INPUT MATERIAL:

== Segment start ==

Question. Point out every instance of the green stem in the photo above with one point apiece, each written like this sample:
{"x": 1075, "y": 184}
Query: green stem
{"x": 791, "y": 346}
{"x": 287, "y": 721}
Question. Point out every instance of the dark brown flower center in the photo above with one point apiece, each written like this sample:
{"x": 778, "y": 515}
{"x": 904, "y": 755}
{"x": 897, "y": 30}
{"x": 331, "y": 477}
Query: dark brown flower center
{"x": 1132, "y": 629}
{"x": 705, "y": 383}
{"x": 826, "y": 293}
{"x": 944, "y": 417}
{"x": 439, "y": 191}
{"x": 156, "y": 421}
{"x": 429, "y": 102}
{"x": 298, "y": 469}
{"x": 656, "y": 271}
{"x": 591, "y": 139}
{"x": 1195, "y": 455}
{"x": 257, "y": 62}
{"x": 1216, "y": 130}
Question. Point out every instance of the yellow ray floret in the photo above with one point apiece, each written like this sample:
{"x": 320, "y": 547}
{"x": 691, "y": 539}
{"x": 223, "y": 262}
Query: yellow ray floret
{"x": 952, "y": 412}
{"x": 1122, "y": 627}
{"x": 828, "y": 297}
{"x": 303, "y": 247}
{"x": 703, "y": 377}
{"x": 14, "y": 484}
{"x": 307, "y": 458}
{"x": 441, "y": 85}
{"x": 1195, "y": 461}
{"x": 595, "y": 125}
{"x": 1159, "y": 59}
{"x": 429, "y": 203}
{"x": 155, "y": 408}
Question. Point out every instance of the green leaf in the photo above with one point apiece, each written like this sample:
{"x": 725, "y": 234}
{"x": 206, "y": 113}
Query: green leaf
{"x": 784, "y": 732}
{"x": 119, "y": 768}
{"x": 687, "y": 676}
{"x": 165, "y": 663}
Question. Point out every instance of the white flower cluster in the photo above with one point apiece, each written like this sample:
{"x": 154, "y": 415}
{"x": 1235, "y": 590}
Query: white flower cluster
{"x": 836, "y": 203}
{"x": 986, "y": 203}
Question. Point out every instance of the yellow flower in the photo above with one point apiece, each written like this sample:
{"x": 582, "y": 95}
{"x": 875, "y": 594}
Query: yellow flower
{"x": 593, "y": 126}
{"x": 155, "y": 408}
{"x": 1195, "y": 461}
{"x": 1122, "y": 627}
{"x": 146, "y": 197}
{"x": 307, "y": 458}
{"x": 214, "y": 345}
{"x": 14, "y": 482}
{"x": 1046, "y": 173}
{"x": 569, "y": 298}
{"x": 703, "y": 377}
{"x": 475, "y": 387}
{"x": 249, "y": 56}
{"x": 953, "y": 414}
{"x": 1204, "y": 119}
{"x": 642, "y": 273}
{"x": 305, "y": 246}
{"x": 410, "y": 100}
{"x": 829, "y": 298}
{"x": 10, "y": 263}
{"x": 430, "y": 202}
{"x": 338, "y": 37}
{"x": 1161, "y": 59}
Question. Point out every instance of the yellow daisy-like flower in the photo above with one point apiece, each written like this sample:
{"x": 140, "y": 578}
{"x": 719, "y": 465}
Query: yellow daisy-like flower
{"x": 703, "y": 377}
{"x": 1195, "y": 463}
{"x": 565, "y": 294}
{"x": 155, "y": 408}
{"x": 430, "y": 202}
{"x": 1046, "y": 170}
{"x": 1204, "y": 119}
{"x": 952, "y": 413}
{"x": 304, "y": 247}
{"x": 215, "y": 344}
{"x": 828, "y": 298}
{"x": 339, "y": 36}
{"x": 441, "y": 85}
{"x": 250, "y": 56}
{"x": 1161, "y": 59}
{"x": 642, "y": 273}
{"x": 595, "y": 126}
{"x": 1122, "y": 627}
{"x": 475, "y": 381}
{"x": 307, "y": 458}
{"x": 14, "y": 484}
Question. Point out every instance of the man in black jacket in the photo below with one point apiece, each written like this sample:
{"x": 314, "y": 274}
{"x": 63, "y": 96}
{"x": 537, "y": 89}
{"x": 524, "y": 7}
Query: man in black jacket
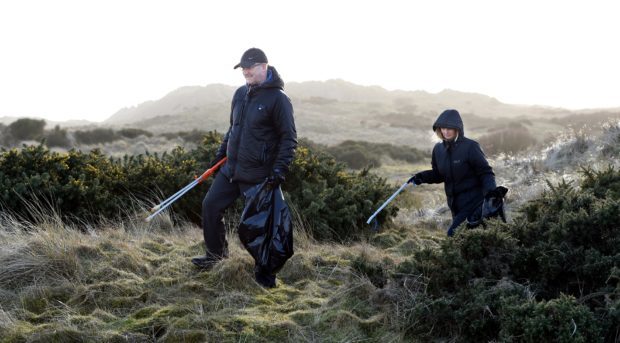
{"x": 260, "y": 144}
{"x": 460, "y": 163}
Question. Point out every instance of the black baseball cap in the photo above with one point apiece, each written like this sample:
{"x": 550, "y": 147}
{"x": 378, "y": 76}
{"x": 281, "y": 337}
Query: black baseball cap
{"x": 251, "y": 57}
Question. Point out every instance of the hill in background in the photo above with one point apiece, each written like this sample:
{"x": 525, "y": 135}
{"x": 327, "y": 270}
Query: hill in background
{"x": 332, "y": 111}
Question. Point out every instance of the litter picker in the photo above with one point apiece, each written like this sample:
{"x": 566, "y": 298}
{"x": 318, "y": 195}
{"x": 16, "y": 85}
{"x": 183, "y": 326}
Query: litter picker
{"x": 164, "y": 204}
{"x": 386, "y": 203}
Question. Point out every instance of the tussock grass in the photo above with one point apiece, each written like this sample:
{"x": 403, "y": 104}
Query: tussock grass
{"x": 133, "y": 281}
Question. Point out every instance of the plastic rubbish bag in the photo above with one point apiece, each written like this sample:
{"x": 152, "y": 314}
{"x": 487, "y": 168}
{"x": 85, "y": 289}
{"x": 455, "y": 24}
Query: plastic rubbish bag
{"x": 492, "y": 207}
{"x": 266, "y": 229}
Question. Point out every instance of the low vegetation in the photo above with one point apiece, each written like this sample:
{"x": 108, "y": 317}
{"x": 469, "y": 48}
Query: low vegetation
{"x": 550, "y": 275}
{"x": 93, "y": 187}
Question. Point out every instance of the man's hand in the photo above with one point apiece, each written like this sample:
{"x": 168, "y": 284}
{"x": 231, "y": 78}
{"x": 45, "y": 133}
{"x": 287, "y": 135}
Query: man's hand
{"x": 415, "y": 179}
{"x": 276, "y": 178}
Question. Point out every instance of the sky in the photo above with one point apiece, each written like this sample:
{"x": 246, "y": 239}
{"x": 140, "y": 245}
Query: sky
{"x": 63, "y": 60}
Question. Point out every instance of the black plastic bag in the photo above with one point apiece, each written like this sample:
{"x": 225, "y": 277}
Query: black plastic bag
{"x": 492, "y": 207}
{"x": 266, "y": 228}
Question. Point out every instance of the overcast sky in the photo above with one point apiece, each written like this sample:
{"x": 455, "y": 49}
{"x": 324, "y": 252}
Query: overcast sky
{"x": 87, "y": 59}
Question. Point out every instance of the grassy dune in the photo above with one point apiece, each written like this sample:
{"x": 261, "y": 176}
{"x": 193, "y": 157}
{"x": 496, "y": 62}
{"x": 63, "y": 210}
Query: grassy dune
{"x": 129, "y": 282}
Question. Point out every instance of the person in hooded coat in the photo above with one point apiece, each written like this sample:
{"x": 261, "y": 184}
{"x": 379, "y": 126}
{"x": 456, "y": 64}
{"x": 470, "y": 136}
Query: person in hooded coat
{"x": 460, "y": 164}
{"x": 259, "y": 145}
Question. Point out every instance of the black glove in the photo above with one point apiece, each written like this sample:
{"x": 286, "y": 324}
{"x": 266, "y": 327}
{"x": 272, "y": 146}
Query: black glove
{"x": 276, "y": 178}
{"x": 497, "y": 193}
{"x": 416, "y": 179}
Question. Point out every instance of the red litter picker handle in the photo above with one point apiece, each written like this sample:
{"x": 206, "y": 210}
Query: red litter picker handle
{"x": 164, "y": 204}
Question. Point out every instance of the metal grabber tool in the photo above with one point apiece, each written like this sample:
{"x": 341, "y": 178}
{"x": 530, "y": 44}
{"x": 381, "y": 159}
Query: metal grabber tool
{"x": 375, "y": 225}
{"x": 164, "y": 204}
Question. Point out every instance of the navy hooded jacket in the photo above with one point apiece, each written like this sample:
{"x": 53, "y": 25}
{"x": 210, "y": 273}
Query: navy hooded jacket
{"x": 462, "y": 167}
{"x": 262, "y": 137}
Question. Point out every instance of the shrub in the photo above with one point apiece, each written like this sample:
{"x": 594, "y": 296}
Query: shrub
{"x": 91, "y": 186}
{"x": 557, "y": 266}
{"x": 27, "y": 129}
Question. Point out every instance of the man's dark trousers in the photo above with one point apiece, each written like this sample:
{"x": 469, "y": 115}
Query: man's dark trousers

== Segment end ==

YOUR ASSIGNMENT: Scan the data above for the string "trousers" and copy each line where it appears.

SOLUTION TO THE PROBLEM:
Question. Point out every instance of the man's dark trousers in the photo above with one point apiece, each written like this sample:
Query: man's dark trousers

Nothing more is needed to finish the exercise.